• [TO BE DONE]: Copy the following entries word for word.

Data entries

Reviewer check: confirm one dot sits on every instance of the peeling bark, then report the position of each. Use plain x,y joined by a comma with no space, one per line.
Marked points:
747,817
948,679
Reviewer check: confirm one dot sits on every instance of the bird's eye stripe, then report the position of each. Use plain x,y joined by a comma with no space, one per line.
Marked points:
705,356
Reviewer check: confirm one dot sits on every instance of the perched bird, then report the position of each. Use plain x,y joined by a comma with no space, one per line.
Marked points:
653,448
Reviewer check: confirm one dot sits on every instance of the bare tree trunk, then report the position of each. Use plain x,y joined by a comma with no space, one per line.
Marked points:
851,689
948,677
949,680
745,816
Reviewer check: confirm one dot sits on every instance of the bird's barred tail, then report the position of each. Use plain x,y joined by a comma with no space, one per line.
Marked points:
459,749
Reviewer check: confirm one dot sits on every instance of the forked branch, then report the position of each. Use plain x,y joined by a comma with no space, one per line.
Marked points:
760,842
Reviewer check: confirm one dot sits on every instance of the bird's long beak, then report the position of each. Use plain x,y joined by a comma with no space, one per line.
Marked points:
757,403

• [TASK ANSWER]:
Reviewer check: confirm one dot sits on every instance of the peeling bark, then report the position of each. Use plain x,y joined by a comma with no space, one per line.
Marked points:
747,817
948,679
Reviewer check: confirm one dot sits on every instance of the bird's eye stripe, then report the position of each. Use plain x,y joined by a comma with no space, one per line.
Marked points:
705,356
Reviewer check: confirm one dot sits on every instance of the perched bird, then report the position of each. Use plain x,y joined by a comma with no space, one per line.
Marked points:
653,448
Reviewer check: confirm one dot sits on every instance of the bare tree trunk, then report the position of each. Use plain x,y joined by a comma with no space, one per line.
Marked points:
851,689
948,677
949,680
745,816
Reviewer check: confirm one dot sits on every instance of the bird's barred tail, then report the position of each. Use plain x,y joined by a comma with no space, one per line.
Marked points:
459,749
Reviewer check: confirm one dot sits on every instance of the forked branch, then report the position of each. Use plain x,y joined by a comma with no space, one per line.
Marked points:
760,842
Reviewer check: confirm one dot sits on every instance of the bird's long beak, then report the position of each. Use plain x,y joined by a comma with no space, one per line.
Marked points:
757,403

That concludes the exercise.